> _WAT WORDT GEVRAAGD_
Kun je de tekst hieronder over het NZa-advies in zijn geheel woord voor woord overnemen?

Ik ben de NZa erkentelijk voor het advies dat is opgeleverd. De totstandkoming van het advies liep parallel met de uitwerking van het WOZO en IZA. De inhoud van het advies sluit aan op de vraagstukken en analyses die ook op deze tafels tussen overheidspartijen en het zorgveld zijn besproken.

Het advies dat de NZa geeft over het versterken van de organisatie van de eerste lijn op regionaal en lokaal niveau ondersteunt de ambities voor de eerstelijnszorg in het IZA en past bij de koers die zich aftekent in de visie op de eerstelijnszorg van 2030 waar ik met de veldpartijen uit de eerstelijn aan werk.

Ik geef graag gehoor aan de oproep van de NZa om daarin als overheidspartijen samen op te trekken en te beoordelen waar regelgeving aangepast kan of moet worden om samenwerking en organisatiekracht binnen de eerstelijn te bevorderen, niet alleen voor kwetsbare ouderen maar voor de breedte van doelgroepen waarvoor samenwerking noodzakelijk is. Hierover is reeds overleg tussen VWS, de NZa, het Zorginstituut en de IGJ.

Ik steun de aanbeveling van de NZa om het werken aan integrale zorg voor ouderen in de regio minder vrijblijvend te maken. Het moet voor (kwetsbare) ouderen in Nederland duidelijker worden op welke integrale, afgestemde zorg en ondersteuning zij kunnen rekenen. Het belang van signaleren en opvolgen van kwetsbaarheid is van het grootste belang voor kwaliteit van leven van ouderen en voor de ambities rond Passende Zorg. De samenhang tussen de Zvw, Wmo en Wlz is daarbij een belangrijk aandachtspunt, want veel kwetsbare ouderen thuis ontvangen niet alleen eerstelijnszorg en medisch-specialistische zorg vanuit de Zvw, maar ook ondersteuning vanuit het sociaal domein en een deel van de ouderen met een verder gevorderde zorgafhankelijkheid ontvangt ook zorg op basis van de Wlz.

> _VASTGELEGDE GEGEVENS_
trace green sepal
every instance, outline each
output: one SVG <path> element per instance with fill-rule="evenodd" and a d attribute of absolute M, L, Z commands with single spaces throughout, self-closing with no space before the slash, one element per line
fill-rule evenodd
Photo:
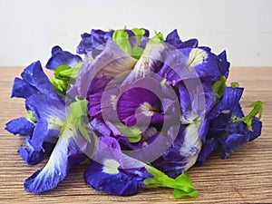
<path fill-rule="evenodd" d="M 64 130 L 69 127 L 70 125 L 73 125 L 73 131 L 79 131 L 81 134 L 83 136 L 83 138 L 91 142 L 91 139 L 88 133 L 87 129 L 84 127 L 83 124 L 84 119 L 88 116 L 88 111 L 87 111 L 87 100 L 79 100 L 76 97 L 76 101 L 72 102 L 70 105 L 70 115 L 68 116 L 66 121 L 63 125 L 60 131 L 59 137 L 61 137 L 64 131 Z"/>
<path fill-rule="evenodd" d="M 155 36 L 153 36 L 151 38 L 151 42 L 153 44 L 160 44 L 160 43 L 161 43 L 163 41 L 164 41 L 163 34 L 161 33 L 157 33 L 157 31 L 155 31 Z"/>
<path fill-rule="evenodd" d="M 227 88 L 226 81 L 226 77 L 221 76 L 220 79 L 219 79 L 211 85 L 212 92 L 216 96 L 217 102 L 219 102 L 222 98 L 224 91 Z"/>
<path fill-rule="evenodd" d="M 230 86 L 232 88 L 237 88 L 237 87 L 239 87 L 239 83 L 238 82 L 233 82 L 233 83 L 230 83 Z"/>
<path fill-rule="evenodd" d="M 131 143 L 135 143 L 141 141 L 141 131 L 137 126 L 127 127 L 122 123 L 115 123 L 114 126 L 125 136 Z"/>
<path fill-rule="evenodd" d="M 172 179 L 152 166 L 149 165 L 146 169 L 153 176 L 143 180 L 147 188 L 168 187 L 174 189 L 174 198 L 183 196 L 195 198 L 198 196 L 198 191 L 192 186 L 189 174 L 184 172 L 176 179 Z"/>
<path fill-rule="evenodd" d="M 132 28 L 131 32 L 136 36 L 136 43 L 140 44 L 141 41 L 141 37 L 145 34 L 145 30 L 144 29 L 140 29 L 140 28 Z"/>
<path fill-rule="evenodd" d="M 166 83 L 167 80 L 166 79 L 163 79 L 161 80 L 160 82 L 160 85 L 163 86 L 165 83 Z"/>
<path fill-rule="evenodd" d="M 59 65 L 54 70 L 54 78 L 51 78 L 50 82 L 57 92 L 63 95 L 66 94 L 69 84 L 74 82 L 82 64 L 83 62 L 80 62 L 75 67 Z"/>
<path fill-rule="evenodd" d="M 112 34 L 112 40 L 123 51 L 131 53 L 131 45 L 129 39 L 129 34 L 125 30 L 116 30 Z"/>
<path fill-rule="evenodd" d="M 238 118 L 233 121 L 233 122 L 237 121 L 243 121 L 245 124 L 247 124 L 248 129 L 252 131 L 252 121 L 254 117 L 257 117 L 258 114 L 258 119 L 261 119 L 262 112 L 263 112 L 263 102 L 261 101 L 257 101 L 250 105 L 248 105 L 248 108 L 253 108 L 253 110 L 245 117 Z"/>
<path fill-rule="evenodd" d="M 37 121 L 35 116 L 33 113 L 33 111 L 28 111 L 25 118 L 28 119 L 29 121 L 32 121 L 33 122 Z"/>
<path fill-rule="evenodd" d="M 139 60 L 143 53 L 143 49 L 141 47 L 134 47 L 131 52 L 131 55 L 136 60 Z"/>
<path fill-rule="evenodd" d="M 68 88 L 67 81 L 63 81 L 56 78 L 50 78 L 50 82 L 58 93 L 62 95 L 66 94 L 66 91 Z"/>

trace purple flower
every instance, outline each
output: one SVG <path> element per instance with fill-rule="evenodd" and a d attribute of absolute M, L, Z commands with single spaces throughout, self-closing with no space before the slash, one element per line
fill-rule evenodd
<path fill-rule="evenodd" d="M 14 134 L 25 134 L 25 148 L 19 154 L 30 165 L 44 158 L 44 142 L 55 143 L 60 128 L 65 121 L 64 102 L 43 72 L 40 62 L 34 63 L 22 73 L 22 79 L 14 83 L 12 97 L 25 99 L 25 107 L 35 121 L 19 118 L 9 121 L 6 130 Z"/>
<path fill-rule="evenodd" d="M 63 51 L 60 46 L 53 47 L 51 53 L 52 56 L 45 65 L 45 67 L 50 70 L 55 70 L 55 68 L 60 65 L 74 67 L 82 61 L 82 58 L 79 55 L 73 54 L 67 51 Z"/>
<path fill-rule="evenodd" d="M 144 167 L 128 169 L 118 141 L 109 136 L 99 140 L 94 160 L 84 173 L 86 183 L 99 190 L 119 196 L 136 193 L 139 187 L 145 186 L 143 180 L 151 175 Z"/>
<path fill-rule="evenodd" d="M 35 62 L 15 80 L 12 97 L 25 99 L 28 113 L 5 129 L 26 135 L 18 152 L 30 165 L 52 151 L 25 180 L 27 191 L 56 188 L 88 159 L 84 180 L 96 190 L 130 196 L 168 187 L 175 198 L 196 197 L 185 171 L 218 148 L 225 159 L 260 135 L 262 102 L 244 115 L 243 89 L 227 87 L 225 51 L 215 54 L 197 39 L 183 41 L 177 30 L 164 39 L 126 27 L 83 34 L 76 51 L 83 61 L 52 49 L 46 67 L 54 78 Z"/>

> _UITVOER_
Ik ben de NZa erkentelijk voor het advies dat is opgeleverd. De totstandkoming van het advies liep parallel met de uitwerking van het WOZO en IZA. De inhoud van het advies sluit aan op de vraagstukken en analyses die ook op deze tafels tussen overheidspartijen en het zorgveld zijn besproken.

Het advies dat de NZa geeft over het versterken van de organisatie van de eerste lijn op regionaal en lokaal niveau ondersteunt de ambities voor de eerstelijnszorg in het IZA en past bij de koers die zich aftekent in de visie op de eerstelijnszorg van 2030 waar ik met de veldpartijen uit de eerstelijn aan werk.

Ik geef graag gehoor aan de oproep van de NZa om daarin als overheidspartijen samen op te trekken en te beoordelen waar regelgeving aangepast kan of moet worden om samenwerking en organisatiekracht binnen de eerstelijn te bevorderen, niet alleen voor kwetsbare ouderen maar voor de breedte van doelgroepen waarvoor samenwerking noodzakelijk is. Hierover is reeds overleg tussen VWS, de NZa, het Zorginstituut en de IGJ.

Ik steun de aanbeveling van de NZa om het werken aan integrale zorg voor ouderen in de regio minder vrijblijvend te maken. Het moet voor (kwetsbare) ouderen in Nederland duidelijker worden op welke integrale, afgestemde zorg en ondersteuning zij kunnen rekenen. Het belang van signaleren en opvolgen van kwetsbaarheid is van het grootste belang voor kwaliteit van leven van ouderen en voor de ambities rond Passende Zorg. De samenhang tussen de Zvw, Wmo en Wlz is daarbij een belangrijk aandachtspunt, want veel kwetsbare ouderen thuis ontvangen niet alleen eerstelijnszorg en medisch-specialistische zorg vanuit de Zvw, maar ook ondersteuning vanuit het sociaal domein en een deel van de ouderen met een verder gevorderde zorgafhankelijkheid ontvangt ook zorg op basis van de Wlz.